寄付を検討している多くの人々にとって、「寄付したお金がどこに行くのか?」、「どのように使われているのか?」という疑問は避けて通れません。
本記事では、寄付の行方やその使い道について詳しく解説し、信頼できる団体の見極め方を紹介します。寄付を通じてどのように社会貢献が果たされるのか、その具体例を見ていきましょう。
目次
義援金と活動資金の違い
義援金とは?
義援金とは、災害などの被害を受けた人々や地域を直接支援するために使われる寄付金です。例えば、東日本大震災では、7,000億円以上の義援金が集まりました。
この義援金は、政府や地方自治体、NPOを通じて被災者に届けられます。義援金の配分は「義援金配分割合決定委員会」で決定されます。

──────

* **作業内容**
1. 寄付に関する文章から、「寄付を検討している多くの人々」を含む箇所で始まり「以上の義援金が集まりました。」の後で終わる部分を、一字一句違えずに抜き出してください。
2. 寄付に関する文章を、最後の文の次から書き継ぐこと。
レコードは寄付に関する文章とは別の資料である。

──────

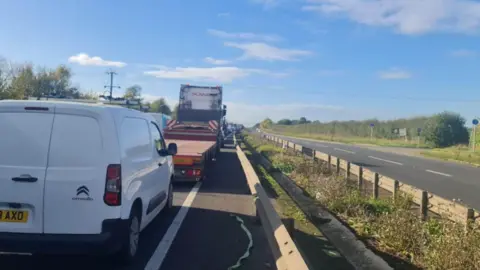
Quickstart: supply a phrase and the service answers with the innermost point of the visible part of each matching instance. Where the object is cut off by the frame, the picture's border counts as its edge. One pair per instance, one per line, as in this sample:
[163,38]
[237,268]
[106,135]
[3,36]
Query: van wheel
[129,248]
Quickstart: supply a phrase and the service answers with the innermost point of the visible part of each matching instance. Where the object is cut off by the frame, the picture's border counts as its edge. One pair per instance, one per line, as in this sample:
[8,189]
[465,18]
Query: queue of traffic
[81,178]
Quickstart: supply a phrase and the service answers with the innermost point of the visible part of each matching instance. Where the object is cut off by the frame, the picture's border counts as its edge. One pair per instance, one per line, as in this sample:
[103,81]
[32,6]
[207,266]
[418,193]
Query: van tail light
[113,185]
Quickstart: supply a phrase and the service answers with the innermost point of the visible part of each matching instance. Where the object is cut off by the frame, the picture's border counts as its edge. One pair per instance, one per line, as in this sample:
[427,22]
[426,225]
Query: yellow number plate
[13,216]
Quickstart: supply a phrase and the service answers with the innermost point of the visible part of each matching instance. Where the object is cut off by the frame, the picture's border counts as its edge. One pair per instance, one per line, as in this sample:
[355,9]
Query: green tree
[446,129]
[160,106]
[266,123]
[284,122]
[23,83]
[174,112]
[133,92]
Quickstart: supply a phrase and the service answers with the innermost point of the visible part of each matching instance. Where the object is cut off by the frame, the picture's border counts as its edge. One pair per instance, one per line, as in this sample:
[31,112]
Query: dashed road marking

──────

* **解答一覧**
1.
寄付を検討している多くの人々にとって、「寄付したお金がどこに行くのか?」、「どのように使われているのか?」という疑問は避けて通れません。
本記事では、寄付の行方やその使い道について詳しく解説し、信頼できる団体の見極め方を紹介します。寄付を通じてどのように社会貢献が果たされるのか、その具体例を見ていきましょう。
目次
義援金と活動資金の違い
義援金とは?
義援金とは、災害などの被害を受けた人々や地域を直接支援するために使われる寄付金です。例えば、東日本大震災では、7,000億円以上の義援金が集まりました。

2.
義援金の流れ
- 寄付の受付:寄付は様々な窓口を通じて受け付けられます。例えば、日本赤十字社や地方自治体、企業などが窓口の一つとなっています。
- 委員会での配分決定:義援金配分割合決定委員会は、被害状況を評価し、どの地域や被災者にどの程度の支援が必要かを決定しています。この委員会は、学識経験者、被災者代表、福祉団体の代表などで構成されています。
- 配分と使用:決定された配分計画に基づき、各自治体やNPOが義援金を受け取り、被災者に直接支援を行います。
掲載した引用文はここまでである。